> _TEXT FOR ANALYSIS_
Joy’s excellent photos of Red Admiral butterflies topping up on nectar from Ivy flowers suggested that Ivy, which is just now coming into flower, would be a good topic for further exploration.

Ivy can present problems, as when it gets into the tops of trees and makes them more vulnerable to winter gales, and when it forms a continuous cover on the ground, excluding all other growth.

However, when growing on a south facing rock outcrop or tree trunk, receiving enough sunshine, it goes into flowering mode and from October to December these bushy growths will have an abundance of spiky yellow flowers.

This is a time of year when most of the flowers have finished for the year and many of the insects that make use of them have also gone into winter mode. But there are some that are still about that make good use of this very useful flower. As captured by Joy’s photos, Red Admiral butterflies, which have emerged after their caterpillars have spent a summer of feeding on our nettles, are a spectacular site on a warm sunny day feeding on Ivy along the Coastal Path.

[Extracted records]
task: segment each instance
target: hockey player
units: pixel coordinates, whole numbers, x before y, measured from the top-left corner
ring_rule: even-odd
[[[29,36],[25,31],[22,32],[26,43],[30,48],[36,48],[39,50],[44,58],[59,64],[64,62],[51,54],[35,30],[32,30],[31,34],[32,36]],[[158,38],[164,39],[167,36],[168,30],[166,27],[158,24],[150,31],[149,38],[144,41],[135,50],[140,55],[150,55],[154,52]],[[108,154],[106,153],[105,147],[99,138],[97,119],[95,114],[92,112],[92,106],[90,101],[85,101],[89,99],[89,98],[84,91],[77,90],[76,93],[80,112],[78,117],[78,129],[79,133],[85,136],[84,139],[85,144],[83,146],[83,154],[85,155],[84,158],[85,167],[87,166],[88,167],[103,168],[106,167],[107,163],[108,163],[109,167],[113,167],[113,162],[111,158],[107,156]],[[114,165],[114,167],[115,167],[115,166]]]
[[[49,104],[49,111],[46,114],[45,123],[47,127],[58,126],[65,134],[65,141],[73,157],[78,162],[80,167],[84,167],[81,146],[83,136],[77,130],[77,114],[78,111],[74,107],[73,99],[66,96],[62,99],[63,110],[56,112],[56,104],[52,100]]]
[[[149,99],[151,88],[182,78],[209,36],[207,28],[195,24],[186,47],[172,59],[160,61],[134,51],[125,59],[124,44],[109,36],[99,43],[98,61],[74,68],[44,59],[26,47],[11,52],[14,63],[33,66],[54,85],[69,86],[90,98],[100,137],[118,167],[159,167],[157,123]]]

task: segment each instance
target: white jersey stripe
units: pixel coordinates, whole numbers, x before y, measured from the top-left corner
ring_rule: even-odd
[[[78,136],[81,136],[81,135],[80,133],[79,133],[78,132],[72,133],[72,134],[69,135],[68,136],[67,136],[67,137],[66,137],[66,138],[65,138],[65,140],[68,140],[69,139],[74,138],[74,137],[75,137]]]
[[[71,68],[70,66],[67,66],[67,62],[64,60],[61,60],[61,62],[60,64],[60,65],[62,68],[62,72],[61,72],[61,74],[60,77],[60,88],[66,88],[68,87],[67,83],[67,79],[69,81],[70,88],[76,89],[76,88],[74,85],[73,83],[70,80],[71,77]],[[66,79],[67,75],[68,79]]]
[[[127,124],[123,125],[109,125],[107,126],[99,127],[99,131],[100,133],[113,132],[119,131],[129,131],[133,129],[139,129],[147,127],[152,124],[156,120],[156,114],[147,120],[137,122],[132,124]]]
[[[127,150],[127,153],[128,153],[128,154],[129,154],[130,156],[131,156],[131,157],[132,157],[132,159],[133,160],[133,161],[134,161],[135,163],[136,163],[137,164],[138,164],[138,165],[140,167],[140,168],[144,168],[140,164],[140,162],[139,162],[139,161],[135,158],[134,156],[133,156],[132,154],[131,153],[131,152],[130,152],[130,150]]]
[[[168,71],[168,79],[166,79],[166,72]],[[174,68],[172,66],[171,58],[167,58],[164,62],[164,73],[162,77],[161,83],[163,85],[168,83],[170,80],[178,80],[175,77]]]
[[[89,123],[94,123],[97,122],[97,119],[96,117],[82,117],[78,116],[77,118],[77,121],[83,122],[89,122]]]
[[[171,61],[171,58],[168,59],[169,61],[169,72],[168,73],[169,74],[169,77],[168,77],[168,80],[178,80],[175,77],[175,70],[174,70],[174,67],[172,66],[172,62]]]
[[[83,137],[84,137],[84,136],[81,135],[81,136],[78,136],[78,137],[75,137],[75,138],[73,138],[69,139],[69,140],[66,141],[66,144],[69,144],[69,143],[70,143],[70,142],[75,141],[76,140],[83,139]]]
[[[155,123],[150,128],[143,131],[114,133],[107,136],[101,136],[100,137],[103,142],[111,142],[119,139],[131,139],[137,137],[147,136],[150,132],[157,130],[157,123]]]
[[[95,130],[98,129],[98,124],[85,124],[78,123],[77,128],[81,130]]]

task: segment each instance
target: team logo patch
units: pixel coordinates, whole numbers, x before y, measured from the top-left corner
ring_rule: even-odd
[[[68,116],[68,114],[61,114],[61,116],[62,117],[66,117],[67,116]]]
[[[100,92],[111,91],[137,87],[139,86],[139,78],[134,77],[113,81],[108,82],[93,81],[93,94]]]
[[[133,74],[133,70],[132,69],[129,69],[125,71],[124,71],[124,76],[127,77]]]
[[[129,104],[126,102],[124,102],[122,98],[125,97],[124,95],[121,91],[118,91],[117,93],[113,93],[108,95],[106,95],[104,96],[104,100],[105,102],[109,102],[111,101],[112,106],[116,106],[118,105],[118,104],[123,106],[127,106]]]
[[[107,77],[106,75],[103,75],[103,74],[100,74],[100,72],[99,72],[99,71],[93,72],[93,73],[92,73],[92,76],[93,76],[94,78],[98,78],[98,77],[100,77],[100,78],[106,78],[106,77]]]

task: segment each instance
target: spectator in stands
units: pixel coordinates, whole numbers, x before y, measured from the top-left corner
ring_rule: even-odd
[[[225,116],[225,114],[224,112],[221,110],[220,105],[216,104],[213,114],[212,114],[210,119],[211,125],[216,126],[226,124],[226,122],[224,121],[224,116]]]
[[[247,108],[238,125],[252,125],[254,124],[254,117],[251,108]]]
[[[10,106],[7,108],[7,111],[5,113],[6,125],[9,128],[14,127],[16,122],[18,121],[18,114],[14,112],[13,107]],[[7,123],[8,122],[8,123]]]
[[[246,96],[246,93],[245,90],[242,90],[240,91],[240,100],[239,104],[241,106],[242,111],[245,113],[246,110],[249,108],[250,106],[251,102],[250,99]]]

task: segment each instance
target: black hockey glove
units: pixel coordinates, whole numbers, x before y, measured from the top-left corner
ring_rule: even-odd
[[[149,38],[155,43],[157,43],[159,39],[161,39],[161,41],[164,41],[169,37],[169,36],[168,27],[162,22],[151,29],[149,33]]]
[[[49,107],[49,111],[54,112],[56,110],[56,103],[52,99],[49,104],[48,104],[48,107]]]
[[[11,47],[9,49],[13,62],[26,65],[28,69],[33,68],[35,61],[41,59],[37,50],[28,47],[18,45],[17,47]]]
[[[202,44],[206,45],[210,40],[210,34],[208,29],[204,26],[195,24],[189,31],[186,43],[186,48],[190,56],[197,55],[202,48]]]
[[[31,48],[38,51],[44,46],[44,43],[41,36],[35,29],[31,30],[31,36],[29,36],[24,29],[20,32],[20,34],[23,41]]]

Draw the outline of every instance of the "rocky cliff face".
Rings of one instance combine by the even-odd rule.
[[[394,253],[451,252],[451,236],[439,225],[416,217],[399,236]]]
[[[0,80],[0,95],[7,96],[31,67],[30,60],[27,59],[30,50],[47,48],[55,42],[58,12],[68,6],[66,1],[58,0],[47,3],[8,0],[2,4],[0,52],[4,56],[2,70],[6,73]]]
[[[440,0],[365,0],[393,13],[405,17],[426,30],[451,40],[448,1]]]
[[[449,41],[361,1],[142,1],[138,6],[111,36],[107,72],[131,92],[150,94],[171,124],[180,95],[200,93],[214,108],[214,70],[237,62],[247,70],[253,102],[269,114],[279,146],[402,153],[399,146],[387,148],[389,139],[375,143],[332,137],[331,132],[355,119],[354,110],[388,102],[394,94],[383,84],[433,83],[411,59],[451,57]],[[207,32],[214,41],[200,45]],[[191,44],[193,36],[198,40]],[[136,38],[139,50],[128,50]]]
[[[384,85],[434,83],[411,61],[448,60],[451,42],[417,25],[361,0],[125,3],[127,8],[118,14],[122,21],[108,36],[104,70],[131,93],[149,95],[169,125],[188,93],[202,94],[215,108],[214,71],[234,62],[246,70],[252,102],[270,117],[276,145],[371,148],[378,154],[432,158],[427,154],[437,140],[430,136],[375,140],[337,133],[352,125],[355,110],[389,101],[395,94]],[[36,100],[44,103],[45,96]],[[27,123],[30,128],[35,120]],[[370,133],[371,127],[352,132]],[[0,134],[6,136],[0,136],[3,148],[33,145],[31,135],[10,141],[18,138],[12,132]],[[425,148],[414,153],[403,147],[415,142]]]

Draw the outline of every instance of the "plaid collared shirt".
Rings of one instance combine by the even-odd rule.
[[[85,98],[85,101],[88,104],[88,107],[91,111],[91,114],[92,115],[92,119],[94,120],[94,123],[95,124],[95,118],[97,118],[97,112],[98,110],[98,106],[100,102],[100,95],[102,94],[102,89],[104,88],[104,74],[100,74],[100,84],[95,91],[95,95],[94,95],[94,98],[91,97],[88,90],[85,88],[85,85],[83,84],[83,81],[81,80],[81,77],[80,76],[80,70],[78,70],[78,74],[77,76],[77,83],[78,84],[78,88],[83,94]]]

> _TASK REQUIREMENTS_
A: In the passage on Ivy, in which months do the sunny, bushy growths of Ivy carry an abundance of flowers?
B: Pick up the passage on Ivy after its last sentence and keep writing it.

> _ANSWERS TO THE EXERCISE_
A: From October to December.

B:
The Red Admiral is a strong flying migratory species and spreads northward each spring, mainly from southern Europe, before laying eggs to make good use of summer nettle growth. The adults that then emerge in late summer delight us when visiting our late garden flowers. At the end of this period there is then a reverse migration and having sugar rich Ivy flowers to supply energy before the long flight back to Europe must give them a significant and important boost.

But is not just butterflies that make use of the flowers. Less welcome to most are the wasps that also tap this source of nectar, but there are other insects there that, while looking a bit like a wasp, have a very different lifestyle, and certainly do not sting. The larvae of the black and yellow, wasp mimicking, Syrphid hoverfly feed on aphids, so they are welcome visitors to gardens as well, and the flies seen at the moment are the last of several broods over the year.

More abundant at present are the brown Eristalid hoverflies, these look to be Eristalis pertinax the Tapered Drone Fly. They are said to mimic Honeybee drones, hence the name. Their larvae are not aphid eaters but live in organic rich water of drains and polluted pools where they feed on bacteria and decaying material and thus help to clean up organic pollution.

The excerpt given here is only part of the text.